→ **DATASET CONTENT**:
»»
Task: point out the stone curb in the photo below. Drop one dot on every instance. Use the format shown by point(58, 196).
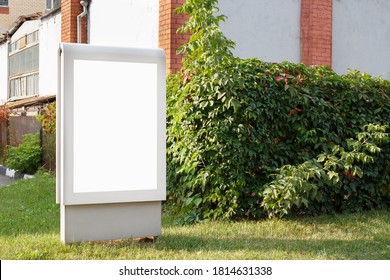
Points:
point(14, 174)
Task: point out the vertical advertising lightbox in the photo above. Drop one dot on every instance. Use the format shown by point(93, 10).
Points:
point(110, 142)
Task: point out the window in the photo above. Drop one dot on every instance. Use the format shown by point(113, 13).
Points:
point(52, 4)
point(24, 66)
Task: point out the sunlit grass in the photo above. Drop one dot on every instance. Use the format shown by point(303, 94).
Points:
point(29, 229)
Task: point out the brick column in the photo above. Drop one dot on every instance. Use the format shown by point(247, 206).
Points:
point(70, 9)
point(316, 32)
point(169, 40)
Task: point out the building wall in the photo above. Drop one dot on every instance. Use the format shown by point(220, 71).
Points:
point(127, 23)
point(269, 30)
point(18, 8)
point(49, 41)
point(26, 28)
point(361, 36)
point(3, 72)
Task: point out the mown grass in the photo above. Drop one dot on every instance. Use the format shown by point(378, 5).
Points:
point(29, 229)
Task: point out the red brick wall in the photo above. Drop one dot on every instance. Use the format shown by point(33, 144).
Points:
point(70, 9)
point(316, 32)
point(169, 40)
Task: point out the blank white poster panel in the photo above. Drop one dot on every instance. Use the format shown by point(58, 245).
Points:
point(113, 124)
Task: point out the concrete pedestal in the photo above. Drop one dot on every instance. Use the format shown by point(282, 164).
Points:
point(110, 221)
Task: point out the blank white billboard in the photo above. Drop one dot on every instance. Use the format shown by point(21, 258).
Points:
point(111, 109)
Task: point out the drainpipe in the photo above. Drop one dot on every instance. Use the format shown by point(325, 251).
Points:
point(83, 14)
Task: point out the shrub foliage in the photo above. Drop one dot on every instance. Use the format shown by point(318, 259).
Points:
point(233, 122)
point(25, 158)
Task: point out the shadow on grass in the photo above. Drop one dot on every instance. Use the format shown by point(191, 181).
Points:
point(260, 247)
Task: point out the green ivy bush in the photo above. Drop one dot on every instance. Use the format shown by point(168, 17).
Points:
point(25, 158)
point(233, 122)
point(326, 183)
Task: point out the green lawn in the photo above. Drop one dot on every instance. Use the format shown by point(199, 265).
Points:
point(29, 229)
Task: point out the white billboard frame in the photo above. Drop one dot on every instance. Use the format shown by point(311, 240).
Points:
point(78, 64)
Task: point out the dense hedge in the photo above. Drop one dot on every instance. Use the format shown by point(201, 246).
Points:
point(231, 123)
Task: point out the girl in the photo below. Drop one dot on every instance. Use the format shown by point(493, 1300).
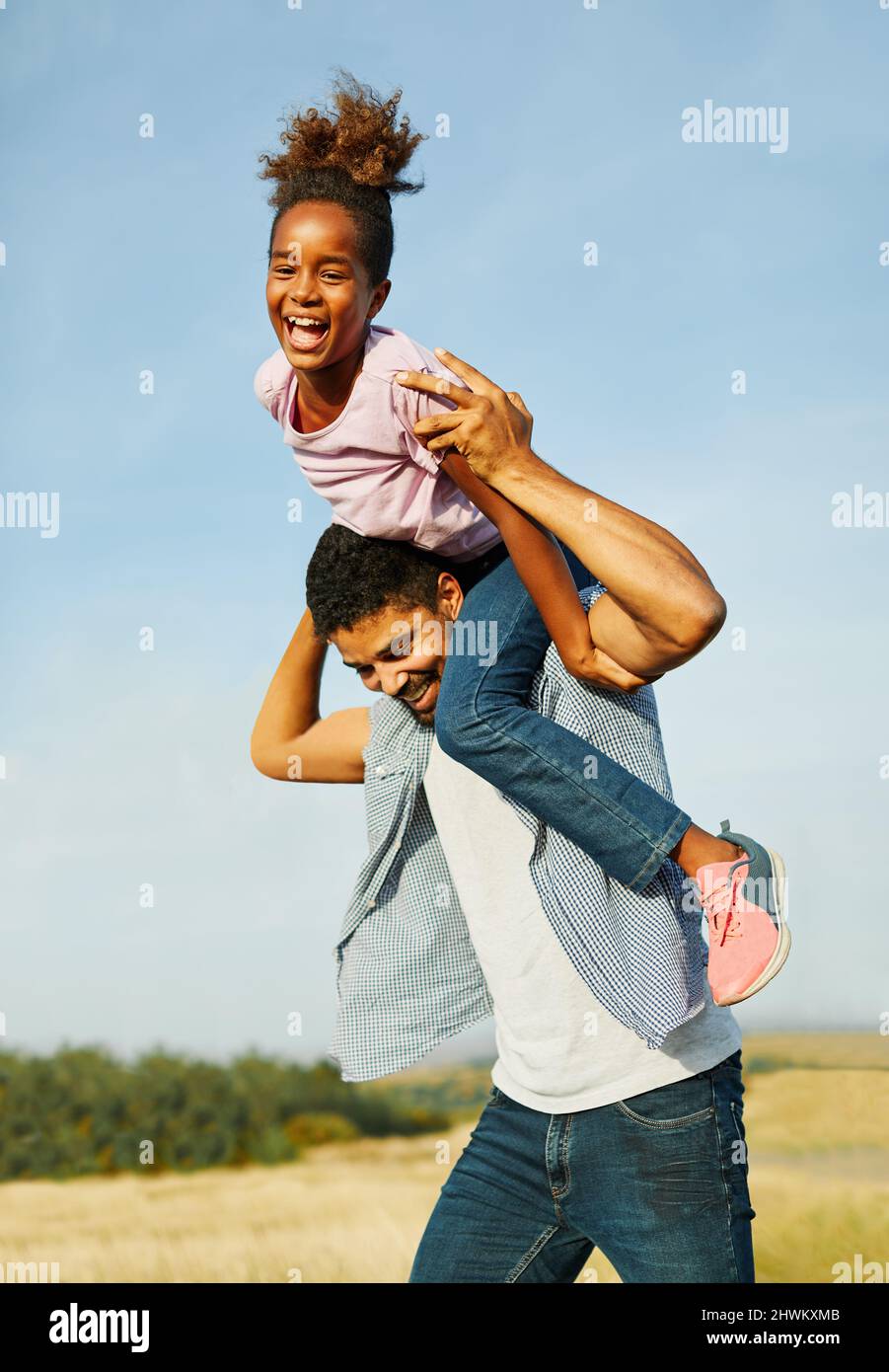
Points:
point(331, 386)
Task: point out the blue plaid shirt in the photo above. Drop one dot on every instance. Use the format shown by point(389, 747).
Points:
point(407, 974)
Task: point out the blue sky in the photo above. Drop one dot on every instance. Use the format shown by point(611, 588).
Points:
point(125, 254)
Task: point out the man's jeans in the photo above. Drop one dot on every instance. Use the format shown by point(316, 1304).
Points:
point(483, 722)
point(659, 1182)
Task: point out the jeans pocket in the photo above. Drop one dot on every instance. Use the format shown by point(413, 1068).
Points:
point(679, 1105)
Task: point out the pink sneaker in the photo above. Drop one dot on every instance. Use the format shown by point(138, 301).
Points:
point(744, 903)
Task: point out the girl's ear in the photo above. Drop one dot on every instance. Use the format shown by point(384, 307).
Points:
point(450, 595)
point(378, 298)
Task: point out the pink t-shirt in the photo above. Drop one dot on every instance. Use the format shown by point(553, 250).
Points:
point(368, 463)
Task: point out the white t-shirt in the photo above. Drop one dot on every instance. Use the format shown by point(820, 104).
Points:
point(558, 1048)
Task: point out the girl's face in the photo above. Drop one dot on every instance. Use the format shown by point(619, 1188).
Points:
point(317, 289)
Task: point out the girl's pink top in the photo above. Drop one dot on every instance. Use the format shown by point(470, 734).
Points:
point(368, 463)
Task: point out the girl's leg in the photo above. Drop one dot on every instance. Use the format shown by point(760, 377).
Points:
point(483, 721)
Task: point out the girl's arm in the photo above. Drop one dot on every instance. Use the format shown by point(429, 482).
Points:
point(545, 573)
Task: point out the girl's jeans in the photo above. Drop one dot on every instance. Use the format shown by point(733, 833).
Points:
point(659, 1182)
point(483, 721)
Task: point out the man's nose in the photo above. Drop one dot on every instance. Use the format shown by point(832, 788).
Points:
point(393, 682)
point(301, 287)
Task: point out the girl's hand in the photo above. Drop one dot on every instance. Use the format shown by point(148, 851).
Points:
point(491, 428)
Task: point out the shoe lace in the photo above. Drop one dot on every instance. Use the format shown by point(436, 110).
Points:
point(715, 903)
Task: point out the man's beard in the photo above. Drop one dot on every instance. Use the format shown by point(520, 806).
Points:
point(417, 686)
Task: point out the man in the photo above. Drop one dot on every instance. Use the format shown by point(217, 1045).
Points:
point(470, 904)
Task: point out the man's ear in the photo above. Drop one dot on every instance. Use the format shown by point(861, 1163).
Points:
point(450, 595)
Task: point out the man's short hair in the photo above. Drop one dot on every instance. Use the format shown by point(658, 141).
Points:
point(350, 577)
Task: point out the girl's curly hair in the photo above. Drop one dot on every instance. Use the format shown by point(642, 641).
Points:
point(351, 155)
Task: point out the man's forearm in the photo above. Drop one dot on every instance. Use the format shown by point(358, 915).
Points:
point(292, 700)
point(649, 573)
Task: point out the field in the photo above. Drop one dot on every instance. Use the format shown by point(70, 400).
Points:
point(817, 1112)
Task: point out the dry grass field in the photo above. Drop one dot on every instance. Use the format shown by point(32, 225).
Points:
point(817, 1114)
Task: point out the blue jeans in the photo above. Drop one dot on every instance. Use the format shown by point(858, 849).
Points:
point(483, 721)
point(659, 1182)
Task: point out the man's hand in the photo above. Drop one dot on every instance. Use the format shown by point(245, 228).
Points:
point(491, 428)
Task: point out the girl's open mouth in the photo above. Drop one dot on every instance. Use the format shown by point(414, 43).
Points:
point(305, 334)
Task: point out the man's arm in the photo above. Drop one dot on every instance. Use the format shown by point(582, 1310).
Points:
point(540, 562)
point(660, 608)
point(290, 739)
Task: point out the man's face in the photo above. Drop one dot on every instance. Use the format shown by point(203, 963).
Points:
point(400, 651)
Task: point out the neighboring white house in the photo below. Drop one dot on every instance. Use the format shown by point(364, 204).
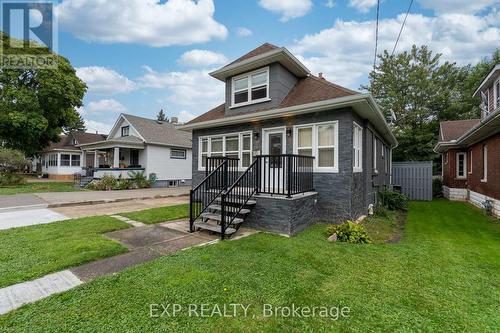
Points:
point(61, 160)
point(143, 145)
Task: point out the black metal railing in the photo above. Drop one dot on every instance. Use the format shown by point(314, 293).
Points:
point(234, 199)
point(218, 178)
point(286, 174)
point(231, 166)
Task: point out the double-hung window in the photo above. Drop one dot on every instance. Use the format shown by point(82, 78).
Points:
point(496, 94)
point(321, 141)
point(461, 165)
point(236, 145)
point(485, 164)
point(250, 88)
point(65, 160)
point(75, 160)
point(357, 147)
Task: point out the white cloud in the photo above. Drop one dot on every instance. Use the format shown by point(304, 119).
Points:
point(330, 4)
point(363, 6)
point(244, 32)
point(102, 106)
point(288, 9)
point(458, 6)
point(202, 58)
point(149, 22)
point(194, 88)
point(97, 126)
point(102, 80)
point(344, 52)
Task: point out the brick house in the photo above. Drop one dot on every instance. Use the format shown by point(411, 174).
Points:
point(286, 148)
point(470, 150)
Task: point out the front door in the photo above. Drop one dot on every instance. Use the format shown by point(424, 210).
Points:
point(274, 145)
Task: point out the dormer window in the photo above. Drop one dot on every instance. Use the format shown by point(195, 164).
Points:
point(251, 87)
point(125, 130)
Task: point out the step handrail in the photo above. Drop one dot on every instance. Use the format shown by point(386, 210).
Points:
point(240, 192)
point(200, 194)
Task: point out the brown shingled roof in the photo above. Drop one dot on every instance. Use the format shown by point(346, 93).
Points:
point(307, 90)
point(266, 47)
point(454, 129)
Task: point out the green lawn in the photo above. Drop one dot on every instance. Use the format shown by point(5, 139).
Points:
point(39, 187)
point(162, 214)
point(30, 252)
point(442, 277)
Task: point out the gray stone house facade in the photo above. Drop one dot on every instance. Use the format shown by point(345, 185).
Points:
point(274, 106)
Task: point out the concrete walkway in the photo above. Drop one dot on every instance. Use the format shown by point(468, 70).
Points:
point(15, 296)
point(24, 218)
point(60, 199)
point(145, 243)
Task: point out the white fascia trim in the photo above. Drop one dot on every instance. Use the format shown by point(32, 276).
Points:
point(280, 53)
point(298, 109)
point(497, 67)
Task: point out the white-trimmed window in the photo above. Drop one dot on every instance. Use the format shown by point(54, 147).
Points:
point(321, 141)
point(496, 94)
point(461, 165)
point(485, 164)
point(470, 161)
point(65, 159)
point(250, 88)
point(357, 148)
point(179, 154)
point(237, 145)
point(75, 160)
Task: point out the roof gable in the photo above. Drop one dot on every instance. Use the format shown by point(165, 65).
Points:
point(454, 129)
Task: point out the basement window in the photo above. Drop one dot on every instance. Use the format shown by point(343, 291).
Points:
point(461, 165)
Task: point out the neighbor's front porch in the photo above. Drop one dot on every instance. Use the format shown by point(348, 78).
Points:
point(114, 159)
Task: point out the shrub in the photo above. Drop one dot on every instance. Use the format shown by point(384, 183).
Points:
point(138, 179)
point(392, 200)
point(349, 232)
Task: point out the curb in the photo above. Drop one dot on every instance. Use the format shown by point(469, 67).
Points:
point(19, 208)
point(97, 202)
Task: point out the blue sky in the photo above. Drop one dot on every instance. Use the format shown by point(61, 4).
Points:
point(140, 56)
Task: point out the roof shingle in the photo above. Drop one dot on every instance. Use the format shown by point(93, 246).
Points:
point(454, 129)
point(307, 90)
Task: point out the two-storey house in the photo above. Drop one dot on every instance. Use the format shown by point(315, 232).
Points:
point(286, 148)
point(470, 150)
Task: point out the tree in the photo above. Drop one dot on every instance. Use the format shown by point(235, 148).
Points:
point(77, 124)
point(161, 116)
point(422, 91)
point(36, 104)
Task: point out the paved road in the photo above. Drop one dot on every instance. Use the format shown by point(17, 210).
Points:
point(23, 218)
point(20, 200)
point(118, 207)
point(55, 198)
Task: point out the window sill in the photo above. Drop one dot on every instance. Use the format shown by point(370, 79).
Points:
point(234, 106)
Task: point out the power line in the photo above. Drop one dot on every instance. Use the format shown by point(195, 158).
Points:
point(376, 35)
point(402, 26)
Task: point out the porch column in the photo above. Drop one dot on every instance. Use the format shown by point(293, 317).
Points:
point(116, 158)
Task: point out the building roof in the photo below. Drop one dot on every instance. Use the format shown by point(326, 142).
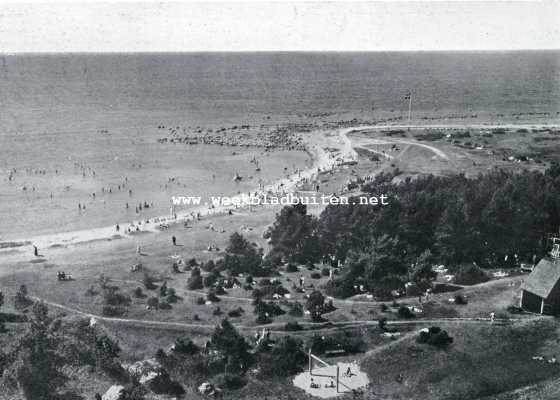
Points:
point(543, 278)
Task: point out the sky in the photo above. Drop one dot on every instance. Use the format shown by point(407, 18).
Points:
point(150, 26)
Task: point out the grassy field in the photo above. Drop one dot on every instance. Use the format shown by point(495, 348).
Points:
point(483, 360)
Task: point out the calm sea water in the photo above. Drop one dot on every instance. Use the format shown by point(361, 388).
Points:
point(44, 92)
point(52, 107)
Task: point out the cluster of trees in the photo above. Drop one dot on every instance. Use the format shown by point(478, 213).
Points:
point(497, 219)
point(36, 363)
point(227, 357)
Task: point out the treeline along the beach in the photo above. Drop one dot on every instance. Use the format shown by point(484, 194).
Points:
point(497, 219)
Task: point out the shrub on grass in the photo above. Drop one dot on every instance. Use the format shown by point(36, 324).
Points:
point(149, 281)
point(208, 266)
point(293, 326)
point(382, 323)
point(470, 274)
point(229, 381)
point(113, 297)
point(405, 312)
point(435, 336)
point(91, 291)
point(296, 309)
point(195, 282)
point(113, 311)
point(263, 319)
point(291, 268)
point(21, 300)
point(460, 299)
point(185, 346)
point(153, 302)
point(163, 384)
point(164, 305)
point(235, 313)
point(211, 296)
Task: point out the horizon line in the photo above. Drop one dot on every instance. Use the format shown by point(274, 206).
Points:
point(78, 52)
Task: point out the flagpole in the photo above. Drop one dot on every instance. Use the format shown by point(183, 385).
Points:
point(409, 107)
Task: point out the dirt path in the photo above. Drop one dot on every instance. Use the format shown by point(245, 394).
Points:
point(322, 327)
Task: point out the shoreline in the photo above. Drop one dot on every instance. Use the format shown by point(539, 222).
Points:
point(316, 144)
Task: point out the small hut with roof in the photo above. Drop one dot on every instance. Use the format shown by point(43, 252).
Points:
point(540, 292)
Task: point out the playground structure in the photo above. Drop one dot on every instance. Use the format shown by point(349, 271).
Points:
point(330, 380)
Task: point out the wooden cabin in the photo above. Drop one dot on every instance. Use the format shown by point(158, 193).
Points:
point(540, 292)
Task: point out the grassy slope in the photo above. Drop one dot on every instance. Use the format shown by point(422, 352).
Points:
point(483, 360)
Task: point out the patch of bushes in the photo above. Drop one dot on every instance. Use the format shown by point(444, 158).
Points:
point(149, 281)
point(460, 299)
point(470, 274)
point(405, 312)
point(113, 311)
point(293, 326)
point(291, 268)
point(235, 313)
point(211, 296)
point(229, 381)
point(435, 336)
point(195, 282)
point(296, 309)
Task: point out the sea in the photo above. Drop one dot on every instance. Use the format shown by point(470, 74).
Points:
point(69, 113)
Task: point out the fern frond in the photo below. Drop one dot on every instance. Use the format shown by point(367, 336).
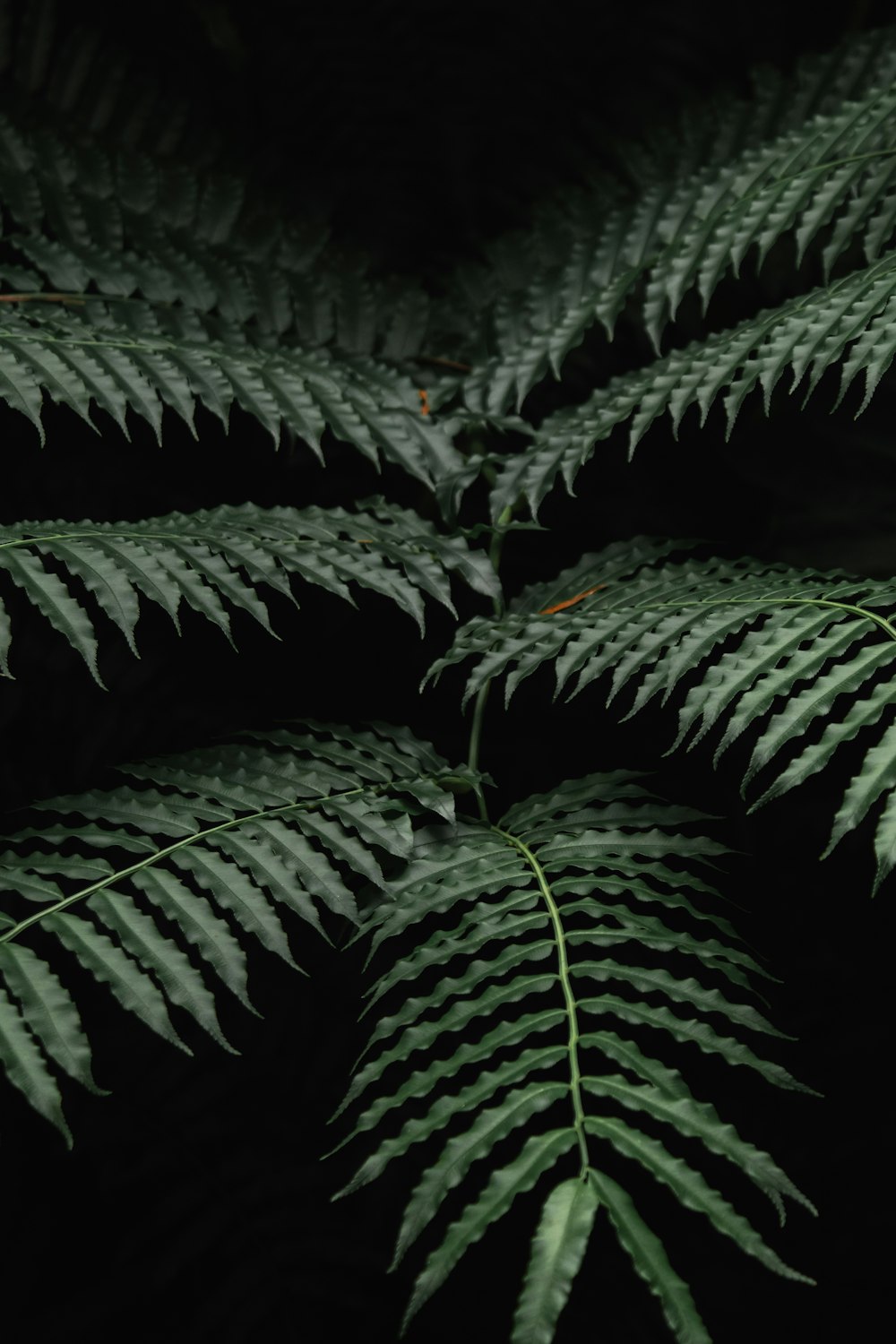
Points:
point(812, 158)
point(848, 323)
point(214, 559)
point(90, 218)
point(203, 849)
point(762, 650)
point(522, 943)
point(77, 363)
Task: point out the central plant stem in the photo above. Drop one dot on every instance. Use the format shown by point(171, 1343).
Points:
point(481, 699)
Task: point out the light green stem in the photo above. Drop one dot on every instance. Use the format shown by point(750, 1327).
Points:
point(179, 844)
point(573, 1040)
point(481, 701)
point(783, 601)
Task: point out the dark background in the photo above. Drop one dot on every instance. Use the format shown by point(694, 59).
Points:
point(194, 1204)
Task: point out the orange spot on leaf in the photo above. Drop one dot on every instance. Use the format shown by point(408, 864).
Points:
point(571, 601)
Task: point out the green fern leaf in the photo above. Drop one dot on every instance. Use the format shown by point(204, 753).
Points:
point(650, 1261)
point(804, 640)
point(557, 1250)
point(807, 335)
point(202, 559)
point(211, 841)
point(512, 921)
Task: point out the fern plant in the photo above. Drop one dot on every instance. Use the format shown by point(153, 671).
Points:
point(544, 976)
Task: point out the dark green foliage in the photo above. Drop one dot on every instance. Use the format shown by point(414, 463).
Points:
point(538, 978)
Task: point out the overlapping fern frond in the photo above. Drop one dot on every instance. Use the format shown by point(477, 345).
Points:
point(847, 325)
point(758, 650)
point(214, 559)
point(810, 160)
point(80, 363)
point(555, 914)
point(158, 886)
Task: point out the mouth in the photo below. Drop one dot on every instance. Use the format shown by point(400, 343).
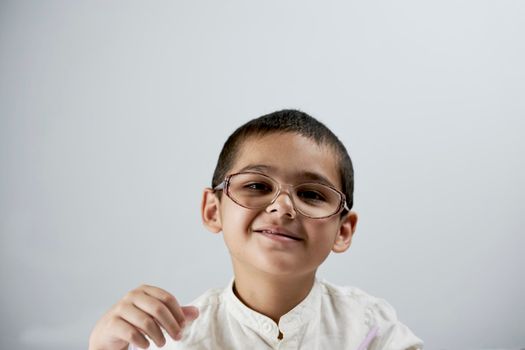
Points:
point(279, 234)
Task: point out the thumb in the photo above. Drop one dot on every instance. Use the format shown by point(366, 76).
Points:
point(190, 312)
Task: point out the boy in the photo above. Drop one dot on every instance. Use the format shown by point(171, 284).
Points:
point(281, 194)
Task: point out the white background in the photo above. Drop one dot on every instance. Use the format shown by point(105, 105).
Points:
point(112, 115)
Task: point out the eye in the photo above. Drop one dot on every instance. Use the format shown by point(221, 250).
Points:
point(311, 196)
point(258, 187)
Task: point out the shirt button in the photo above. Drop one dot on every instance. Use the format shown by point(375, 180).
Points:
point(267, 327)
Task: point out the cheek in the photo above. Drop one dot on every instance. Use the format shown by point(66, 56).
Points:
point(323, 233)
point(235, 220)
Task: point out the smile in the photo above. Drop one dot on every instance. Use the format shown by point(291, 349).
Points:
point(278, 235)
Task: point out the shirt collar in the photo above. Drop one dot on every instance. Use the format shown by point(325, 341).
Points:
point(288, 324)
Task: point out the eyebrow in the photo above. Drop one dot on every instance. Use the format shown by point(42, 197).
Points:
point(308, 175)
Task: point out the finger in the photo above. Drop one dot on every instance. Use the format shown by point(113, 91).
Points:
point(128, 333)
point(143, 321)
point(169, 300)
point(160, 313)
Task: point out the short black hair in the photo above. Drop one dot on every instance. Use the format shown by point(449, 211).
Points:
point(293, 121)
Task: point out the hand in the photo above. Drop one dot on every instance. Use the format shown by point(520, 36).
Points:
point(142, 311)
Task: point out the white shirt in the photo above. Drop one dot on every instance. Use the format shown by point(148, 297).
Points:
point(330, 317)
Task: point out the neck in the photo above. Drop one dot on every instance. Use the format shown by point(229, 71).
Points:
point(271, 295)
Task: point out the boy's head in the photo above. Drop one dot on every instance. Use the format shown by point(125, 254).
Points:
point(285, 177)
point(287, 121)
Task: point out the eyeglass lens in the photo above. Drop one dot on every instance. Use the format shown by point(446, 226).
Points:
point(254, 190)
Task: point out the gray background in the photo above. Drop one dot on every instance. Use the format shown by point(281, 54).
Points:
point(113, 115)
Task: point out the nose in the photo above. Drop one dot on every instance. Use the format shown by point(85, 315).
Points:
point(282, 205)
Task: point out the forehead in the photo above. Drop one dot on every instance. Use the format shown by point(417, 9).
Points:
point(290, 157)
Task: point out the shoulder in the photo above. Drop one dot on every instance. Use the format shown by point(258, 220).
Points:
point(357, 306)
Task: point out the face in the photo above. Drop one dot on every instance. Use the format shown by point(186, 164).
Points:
««
→ **ABOUT THIS TASK**:
Gather all lines from the records above in which "foliage" appears.

→ **SOLUTION TO THIS PROBLEM**:
Task: point out the shrub foliage in the photo above. Drop one dot on every instance. Use the format shown by point(318, 259).
Task: point out the dark green foliage in the photo above. Drop one dot on every instance. Use the format shown by point(414, 463).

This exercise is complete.